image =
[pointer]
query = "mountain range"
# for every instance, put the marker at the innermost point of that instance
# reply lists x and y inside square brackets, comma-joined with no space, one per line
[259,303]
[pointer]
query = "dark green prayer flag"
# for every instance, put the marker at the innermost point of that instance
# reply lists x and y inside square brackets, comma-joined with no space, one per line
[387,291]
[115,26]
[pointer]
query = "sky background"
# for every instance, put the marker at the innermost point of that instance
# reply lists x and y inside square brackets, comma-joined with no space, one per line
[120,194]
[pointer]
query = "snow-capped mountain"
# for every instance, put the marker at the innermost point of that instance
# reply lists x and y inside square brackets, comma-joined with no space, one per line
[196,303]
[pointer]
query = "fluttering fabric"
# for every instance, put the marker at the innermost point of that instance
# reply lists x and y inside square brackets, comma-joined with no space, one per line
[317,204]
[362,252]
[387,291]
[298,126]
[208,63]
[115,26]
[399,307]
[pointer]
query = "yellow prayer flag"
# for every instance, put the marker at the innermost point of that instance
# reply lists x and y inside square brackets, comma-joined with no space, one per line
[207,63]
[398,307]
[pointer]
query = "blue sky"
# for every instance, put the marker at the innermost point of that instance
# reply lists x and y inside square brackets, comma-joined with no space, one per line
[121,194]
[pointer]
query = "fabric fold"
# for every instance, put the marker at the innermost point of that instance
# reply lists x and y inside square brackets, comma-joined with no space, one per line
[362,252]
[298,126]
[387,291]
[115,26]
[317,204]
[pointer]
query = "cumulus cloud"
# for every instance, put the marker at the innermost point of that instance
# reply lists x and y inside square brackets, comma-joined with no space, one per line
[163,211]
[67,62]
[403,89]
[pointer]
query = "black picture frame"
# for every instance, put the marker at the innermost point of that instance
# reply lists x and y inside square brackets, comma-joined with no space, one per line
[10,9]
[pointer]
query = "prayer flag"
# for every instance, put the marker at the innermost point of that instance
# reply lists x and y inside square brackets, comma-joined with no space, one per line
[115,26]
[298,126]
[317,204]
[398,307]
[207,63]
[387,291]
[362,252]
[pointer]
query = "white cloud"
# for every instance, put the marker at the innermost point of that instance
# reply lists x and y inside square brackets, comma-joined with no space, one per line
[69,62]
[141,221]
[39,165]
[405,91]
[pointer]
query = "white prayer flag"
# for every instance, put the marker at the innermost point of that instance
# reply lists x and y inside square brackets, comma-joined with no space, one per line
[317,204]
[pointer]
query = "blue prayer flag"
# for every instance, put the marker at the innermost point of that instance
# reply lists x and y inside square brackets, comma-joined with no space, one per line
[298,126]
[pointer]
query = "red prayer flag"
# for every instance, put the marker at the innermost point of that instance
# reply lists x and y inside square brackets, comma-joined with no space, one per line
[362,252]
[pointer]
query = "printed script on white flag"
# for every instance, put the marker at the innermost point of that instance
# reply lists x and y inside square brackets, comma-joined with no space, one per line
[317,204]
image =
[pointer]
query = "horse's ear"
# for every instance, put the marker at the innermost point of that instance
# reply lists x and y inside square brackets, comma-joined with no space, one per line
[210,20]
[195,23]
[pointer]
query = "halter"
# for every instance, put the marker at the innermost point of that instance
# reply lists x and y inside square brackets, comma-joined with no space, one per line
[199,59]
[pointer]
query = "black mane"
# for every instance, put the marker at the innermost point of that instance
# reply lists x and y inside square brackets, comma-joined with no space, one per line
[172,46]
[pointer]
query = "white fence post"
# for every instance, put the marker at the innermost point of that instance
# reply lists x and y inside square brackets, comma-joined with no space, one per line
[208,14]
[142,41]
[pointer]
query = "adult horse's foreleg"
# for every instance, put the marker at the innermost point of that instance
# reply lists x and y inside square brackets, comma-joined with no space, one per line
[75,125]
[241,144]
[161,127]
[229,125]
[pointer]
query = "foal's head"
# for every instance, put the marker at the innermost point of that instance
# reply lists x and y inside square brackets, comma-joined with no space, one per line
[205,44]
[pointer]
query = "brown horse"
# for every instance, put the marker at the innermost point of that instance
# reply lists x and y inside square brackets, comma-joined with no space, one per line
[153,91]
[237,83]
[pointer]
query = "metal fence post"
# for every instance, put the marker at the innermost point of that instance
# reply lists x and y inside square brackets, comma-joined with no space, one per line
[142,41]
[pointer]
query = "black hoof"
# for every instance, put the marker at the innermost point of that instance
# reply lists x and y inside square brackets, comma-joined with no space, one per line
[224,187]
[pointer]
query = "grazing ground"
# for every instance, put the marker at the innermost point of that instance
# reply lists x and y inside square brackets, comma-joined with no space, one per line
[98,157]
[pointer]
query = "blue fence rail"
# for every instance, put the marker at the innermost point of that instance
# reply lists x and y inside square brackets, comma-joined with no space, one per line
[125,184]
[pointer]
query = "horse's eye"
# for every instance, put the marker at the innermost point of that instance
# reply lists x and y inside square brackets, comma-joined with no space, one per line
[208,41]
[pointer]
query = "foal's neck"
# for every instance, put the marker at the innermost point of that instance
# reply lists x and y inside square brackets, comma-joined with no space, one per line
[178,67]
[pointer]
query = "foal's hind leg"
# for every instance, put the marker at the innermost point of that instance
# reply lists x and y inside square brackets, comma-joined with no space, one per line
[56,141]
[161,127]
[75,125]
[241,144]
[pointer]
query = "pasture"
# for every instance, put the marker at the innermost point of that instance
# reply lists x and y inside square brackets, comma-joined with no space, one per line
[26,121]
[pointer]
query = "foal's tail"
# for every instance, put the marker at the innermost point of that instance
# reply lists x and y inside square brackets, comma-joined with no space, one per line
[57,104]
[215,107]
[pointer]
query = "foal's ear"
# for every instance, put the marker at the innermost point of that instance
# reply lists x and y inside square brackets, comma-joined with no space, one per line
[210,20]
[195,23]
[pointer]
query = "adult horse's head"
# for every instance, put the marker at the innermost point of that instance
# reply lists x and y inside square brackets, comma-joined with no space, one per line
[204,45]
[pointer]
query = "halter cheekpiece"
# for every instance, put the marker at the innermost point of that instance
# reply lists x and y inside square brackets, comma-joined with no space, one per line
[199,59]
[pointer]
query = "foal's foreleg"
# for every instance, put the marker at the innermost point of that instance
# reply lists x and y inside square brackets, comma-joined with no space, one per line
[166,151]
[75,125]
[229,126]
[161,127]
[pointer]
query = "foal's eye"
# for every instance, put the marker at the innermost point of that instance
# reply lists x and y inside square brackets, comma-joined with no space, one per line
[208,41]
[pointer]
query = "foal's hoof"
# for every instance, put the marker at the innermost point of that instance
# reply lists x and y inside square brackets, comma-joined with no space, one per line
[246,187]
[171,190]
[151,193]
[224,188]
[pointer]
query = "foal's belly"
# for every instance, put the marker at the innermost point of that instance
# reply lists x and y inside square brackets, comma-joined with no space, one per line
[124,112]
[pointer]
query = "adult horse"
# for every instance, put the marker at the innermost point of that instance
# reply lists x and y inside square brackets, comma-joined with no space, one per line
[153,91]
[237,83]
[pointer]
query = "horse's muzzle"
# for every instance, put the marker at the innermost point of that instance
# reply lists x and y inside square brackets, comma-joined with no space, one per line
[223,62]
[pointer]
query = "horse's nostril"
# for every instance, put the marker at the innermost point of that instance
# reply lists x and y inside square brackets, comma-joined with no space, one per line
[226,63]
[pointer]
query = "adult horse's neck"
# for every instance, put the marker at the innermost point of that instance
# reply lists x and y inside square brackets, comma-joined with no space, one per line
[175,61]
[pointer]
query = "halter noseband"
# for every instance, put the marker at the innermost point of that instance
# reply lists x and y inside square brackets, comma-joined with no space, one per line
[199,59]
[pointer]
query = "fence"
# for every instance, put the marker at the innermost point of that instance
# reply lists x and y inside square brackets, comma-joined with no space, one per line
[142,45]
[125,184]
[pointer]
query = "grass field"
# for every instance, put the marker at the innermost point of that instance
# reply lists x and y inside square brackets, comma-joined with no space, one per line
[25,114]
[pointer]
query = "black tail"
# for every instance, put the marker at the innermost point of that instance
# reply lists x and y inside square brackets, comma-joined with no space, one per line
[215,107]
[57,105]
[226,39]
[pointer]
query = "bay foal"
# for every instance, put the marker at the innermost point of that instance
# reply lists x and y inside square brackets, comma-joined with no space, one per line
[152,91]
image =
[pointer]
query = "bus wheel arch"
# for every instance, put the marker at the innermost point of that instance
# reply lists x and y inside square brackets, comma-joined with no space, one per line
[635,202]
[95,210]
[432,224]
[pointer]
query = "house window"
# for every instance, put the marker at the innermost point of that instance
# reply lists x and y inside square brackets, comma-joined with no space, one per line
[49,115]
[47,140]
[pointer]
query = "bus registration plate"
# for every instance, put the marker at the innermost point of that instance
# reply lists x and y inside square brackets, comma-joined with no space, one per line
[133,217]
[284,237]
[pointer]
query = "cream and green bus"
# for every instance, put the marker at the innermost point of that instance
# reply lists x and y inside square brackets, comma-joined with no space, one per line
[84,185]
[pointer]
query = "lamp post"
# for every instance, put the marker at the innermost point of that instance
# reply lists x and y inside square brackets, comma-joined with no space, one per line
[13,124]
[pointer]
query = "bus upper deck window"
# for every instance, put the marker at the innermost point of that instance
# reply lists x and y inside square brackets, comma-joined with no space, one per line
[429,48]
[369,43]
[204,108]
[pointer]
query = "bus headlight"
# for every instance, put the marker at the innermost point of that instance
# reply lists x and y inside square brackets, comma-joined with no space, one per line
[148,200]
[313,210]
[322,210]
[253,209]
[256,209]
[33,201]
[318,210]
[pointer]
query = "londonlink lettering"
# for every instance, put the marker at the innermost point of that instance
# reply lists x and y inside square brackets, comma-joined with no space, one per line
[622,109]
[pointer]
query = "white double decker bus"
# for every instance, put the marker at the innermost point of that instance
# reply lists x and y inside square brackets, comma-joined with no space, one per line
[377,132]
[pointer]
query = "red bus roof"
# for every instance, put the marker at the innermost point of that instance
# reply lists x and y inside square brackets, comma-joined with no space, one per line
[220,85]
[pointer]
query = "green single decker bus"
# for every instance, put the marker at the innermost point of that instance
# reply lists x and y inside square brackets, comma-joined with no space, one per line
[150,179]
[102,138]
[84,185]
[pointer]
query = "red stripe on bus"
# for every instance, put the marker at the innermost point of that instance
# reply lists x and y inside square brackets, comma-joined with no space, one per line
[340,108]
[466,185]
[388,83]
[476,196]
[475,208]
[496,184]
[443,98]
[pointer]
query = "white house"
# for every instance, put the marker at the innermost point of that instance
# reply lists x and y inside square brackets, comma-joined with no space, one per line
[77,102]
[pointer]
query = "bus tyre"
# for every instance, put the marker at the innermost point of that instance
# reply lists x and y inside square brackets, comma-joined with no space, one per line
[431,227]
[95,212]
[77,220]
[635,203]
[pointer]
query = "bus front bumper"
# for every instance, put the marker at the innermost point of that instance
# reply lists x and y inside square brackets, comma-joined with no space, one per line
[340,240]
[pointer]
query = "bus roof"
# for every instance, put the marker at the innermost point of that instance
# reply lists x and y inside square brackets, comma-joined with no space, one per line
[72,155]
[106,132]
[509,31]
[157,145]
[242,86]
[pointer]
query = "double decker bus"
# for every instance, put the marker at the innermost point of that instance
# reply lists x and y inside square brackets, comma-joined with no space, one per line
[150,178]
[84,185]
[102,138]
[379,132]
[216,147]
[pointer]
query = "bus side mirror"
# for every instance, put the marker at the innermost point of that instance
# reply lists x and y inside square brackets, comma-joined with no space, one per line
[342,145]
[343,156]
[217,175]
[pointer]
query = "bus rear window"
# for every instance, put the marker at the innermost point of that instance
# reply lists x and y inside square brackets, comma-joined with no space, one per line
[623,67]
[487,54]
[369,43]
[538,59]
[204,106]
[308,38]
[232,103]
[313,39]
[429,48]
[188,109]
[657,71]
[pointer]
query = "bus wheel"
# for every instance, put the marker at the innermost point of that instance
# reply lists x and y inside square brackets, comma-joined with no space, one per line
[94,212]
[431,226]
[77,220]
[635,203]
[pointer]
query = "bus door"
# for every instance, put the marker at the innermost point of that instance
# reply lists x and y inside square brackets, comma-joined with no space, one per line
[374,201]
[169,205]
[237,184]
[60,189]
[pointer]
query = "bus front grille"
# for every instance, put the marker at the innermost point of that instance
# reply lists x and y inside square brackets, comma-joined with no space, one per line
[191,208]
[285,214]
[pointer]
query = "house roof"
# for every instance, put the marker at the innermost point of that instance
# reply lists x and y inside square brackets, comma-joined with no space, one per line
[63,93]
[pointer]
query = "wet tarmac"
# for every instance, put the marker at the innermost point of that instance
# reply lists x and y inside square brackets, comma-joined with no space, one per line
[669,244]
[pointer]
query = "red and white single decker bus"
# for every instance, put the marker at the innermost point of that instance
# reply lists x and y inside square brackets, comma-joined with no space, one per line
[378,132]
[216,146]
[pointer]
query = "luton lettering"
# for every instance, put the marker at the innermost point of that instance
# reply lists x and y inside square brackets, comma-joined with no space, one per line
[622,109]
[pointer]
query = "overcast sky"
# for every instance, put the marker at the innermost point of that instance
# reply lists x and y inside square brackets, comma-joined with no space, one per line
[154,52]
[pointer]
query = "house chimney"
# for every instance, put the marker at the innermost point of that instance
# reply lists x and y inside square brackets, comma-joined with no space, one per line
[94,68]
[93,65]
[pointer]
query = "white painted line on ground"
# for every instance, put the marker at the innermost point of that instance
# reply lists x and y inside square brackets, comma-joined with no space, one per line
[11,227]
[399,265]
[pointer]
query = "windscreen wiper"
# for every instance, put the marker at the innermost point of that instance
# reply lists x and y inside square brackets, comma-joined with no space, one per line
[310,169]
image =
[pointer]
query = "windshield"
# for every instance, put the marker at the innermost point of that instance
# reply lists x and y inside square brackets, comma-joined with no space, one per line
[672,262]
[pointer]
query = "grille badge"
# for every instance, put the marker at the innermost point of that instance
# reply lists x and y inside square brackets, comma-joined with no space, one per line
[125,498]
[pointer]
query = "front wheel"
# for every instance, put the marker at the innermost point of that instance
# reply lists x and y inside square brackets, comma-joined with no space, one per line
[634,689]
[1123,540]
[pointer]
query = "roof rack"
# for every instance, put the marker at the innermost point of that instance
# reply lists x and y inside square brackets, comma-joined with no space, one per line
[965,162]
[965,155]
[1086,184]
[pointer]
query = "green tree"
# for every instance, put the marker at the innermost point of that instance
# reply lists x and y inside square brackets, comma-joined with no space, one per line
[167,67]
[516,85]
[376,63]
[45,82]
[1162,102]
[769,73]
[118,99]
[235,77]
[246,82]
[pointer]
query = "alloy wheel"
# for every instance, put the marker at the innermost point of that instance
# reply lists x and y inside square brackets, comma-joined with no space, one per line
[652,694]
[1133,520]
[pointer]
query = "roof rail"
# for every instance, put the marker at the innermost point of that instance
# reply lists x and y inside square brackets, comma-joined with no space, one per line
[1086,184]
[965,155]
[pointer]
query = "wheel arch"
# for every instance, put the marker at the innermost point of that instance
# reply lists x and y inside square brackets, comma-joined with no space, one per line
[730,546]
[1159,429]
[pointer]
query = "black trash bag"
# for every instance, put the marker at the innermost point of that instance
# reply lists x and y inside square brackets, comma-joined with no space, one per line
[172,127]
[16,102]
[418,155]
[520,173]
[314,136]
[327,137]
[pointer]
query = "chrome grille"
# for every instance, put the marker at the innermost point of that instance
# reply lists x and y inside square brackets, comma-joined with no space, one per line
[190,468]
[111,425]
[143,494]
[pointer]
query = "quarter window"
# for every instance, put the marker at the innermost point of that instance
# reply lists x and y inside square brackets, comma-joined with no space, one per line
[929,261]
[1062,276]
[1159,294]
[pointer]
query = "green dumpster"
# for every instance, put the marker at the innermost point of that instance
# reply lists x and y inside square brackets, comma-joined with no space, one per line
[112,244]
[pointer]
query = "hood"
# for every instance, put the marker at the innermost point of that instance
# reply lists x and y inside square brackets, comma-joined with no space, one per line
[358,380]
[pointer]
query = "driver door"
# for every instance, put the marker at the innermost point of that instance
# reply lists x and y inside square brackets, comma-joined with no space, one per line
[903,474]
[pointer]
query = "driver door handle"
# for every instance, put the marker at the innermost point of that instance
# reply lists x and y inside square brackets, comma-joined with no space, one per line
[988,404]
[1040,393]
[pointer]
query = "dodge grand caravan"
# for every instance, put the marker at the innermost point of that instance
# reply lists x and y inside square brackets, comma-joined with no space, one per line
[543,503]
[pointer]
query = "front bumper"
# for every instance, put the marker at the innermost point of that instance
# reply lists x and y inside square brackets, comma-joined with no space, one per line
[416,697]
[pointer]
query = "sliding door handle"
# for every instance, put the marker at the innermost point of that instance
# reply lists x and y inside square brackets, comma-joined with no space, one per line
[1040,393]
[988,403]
━━━━
■ **Stated task**
How many lines in the data above contain the string "rail", matching case exactly? Reply with the number only.

■ **Result of the exercise**
2